Tasks for this exercise —
1. Copy word for word the part of the board chairperson excerpt that begins at "Furthermore, chairpersons must" and ends after "corporate governance frameworks.".
2. Extend the text on incompetent board chairpersons, starting right after its final sentence.

Text excerpt —
The consequences of an incompetent chairperson are far-reaching. Poor leadership at the board level translates directly into declining organisational performance, as strategic missteps and poor decision-making erode profitability. Reputational damage is another inevitable outcome, as investors and the public lose faith in the organisation. Talented employees often leave companies with weak leadership, resulting in a talent drain those further hampers growth. Legal and regulatory risks also loom large when boards fail to uphold fiduciary duties, exposing organisations to lawsuits and penalties. In the case of some school boards, the lack of accountability from an incompetent chairperson has led to financial mismanagement, resignation of board members and teachers, declining student performance, and even regulatory intervention. The collapse of Lehman Brothers during the 2008 financial crisis underscores the catastrophic effects of inadequate board oversight.

Addressing this issue requires systemic reform. Stricter appointment processes should be instituted to ensure that only individuals with the necessary skills and experience are selected as chairpersons. Continuous education and training in corporate governance and leadership are essential to equip chairpersons for the complexities of their roles. Performance reviews should be conducted to hold chairpersons accountable, ensuring that they meet the expectations of their position. Diversity and inclusion on boards can bring fresh perspectives and mitigate the risk of groupthink, promoting more robust decision-making. Transparent decision-making processes, coupled with mechanisms to manage conflicts of interest, can further strengthen board effectiveness. Companies like Apple, which underwent a remarkable transformation under Steve Jobs after addressing leadership challenges, demonstrate the potential for success when strong governance is prioritised.

Furthermore, chairpersons must be reminded of their fiduciary duties to act in the best interest of the organisation rather than personal agendas. Implementing whistleblower protections for board members who report unethical behaviour can help ensure that misconduct is addressed before it leads to severe consequences. Also, regulatory bodies should take a more active role in ensuring that board chairpersons adhere to governance standards by enforcing compliance with corporate governance frameworks.

Dataset section —
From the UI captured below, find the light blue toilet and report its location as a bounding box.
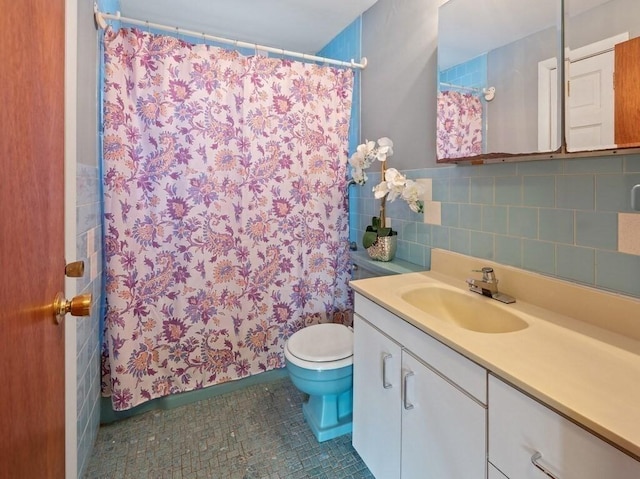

Solved problems —
1.
Furthermore, chairpersons must be reminded of their fiduciary duties to act in the best interest of the organisation rather than personal agendas. Implementing whistleblower protections for board members who report unethical behaviour can help ensure that misconduct is addressed before it leads to severe consequences. Also, regulatory bodies should take a more active role in ensuring that board chairpersons adhere to governance standards by enforcing compliance with corporate governance frameworks.

2.
The growing influence of stakeholders in demanding accountability offers hope for the future. Shareholders, employees, and customers are increasingly recognising the importance of competent leadership and using their voices to push for change. Trends such as increased board diversity and shareholder activism are reshaping the governance landscape, emphasising the need for better leadership at the top. Ultimately, organisations that prioritise competent chairmanship not only enhance their internal governance but also build trust and credibility with their stakeholders.

To conclude, the incompetency of board chairpersons is a pressing issue that undermines organisational success and stakeholder confidence. By addressing the root causes, enforcing stricter selection criteria, and promoting transparency, organisations can nurture more effective leadership at the board level. A competent chairperson is not just a figurehead but a driving force for sustainable growth, ethical governance, and long-term success. Stakeholders must remain vigilant in demanding accountability, ensuring that organisations are led by individuals who possess the right skills, values, and vision. By embracing change and implementing the necessary reforms, organisations can cultivate a governance culture that prioritises competence, integrity, and long-term prosperity.